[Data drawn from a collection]
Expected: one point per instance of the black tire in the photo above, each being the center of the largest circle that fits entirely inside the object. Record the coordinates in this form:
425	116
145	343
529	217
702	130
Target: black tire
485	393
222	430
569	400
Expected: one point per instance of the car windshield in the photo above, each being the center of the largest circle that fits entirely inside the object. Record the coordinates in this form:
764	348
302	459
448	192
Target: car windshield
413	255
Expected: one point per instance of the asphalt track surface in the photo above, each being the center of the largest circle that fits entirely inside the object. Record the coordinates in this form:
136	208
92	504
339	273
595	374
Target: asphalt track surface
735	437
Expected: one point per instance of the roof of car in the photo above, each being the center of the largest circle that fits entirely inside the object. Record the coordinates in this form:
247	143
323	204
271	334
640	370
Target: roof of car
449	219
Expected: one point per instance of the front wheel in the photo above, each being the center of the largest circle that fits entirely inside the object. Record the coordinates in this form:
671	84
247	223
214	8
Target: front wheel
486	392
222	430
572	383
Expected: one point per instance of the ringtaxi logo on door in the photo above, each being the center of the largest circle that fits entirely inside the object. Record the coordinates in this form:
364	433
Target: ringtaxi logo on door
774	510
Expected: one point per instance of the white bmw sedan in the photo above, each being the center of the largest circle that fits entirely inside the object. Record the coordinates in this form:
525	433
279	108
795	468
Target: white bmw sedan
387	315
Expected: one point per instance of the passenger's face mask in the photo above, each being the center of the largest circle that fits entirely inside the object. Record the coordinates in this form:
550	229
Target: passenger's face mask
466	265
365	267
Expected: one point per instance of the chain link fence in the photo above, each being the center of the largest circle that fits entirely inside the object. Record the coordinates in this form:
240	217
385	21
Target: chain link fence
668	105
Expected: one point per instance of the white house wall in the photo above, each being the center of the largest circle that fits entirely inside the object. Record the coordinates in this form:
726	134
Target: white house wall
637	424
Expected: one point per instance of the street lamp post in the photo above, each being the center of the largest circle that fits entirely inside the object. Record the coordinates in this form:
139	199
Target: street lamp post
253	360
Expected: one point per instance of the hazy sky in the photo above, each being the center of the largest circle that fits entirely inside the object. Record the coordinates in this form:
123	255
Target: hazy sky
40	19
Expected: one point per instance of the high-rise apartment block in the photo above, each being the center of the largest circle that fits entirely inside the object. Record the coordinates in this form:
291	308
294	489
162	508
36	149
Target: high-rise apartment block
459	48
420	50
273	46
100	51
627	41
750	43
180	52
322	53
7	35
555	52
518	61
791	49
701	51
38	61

◆ Instructions for the task: Please rewrite the material from the line containing "Expected: one point per instance of the ringtaxi" through its final line, substituting "Object" for every "Target" and leaving all else unchanged. Give back only those lines.

◆ Answer to this exercise:
Expected: one point per instance of the ringtaxi logo on door in the photo above, each being the center of the largest circle that fits entirely inside the object. Record the coordinates in this form:
364	433
Object: ringtaxi logo on door
774	510
Expected: one point per instance of the white bmw sedan in the photo above, each being the center of the largest circle that fits entirely inside the object. Record the coordinates in this form:
525	433
279	108
795	468
Object: white bmw sedan
387	315
Expected: one point per instance of the passenger's face mask in the photo above, each being the center of the largest circle that fits entirely inside the object. Record the coordinates in this form:
550	229
Object: passenger's face mask
466	265
365	267
Expected: one point per instance of the chain link fence in the photo above, each being the center of the largest circle that fits entirely inside the object. Record the coordinates in this form:
240	217
385	21
Object: chain link fence
668	105
Expected: one point per instance of the white house wall in the photo above, each being the center of the largest circle that fits entirely inside the object. Record the coordinates in this form:
726	134
Object: white house wall
637	424
Expected: one point per instance of the street lamp post in the photo above, each being the center of the largest circle that fits entirely inside the object. Record the coordinates in this form:
139	199
Object: street lamp post
253	360
Expected: one point per instance of the hazy sky in the photo above, each being the center of the largest circle that fits entirely inside the object. Record the coordinates in this form:
123	255
Object: hazy sky
40	19
Expected: one point per instance of the high-rise apartment block in the photo above, each being the center of the largest circle that fits entirely inside the object. Record the coordinates in this form:
291	308
294	489
162	508
36	149
Object: high-rise apartment block
459	48
420	50
273	46
100	51
627	41
750	43
180	52
322	53
7	35
555	52
518	61
791	49
701	51
38	61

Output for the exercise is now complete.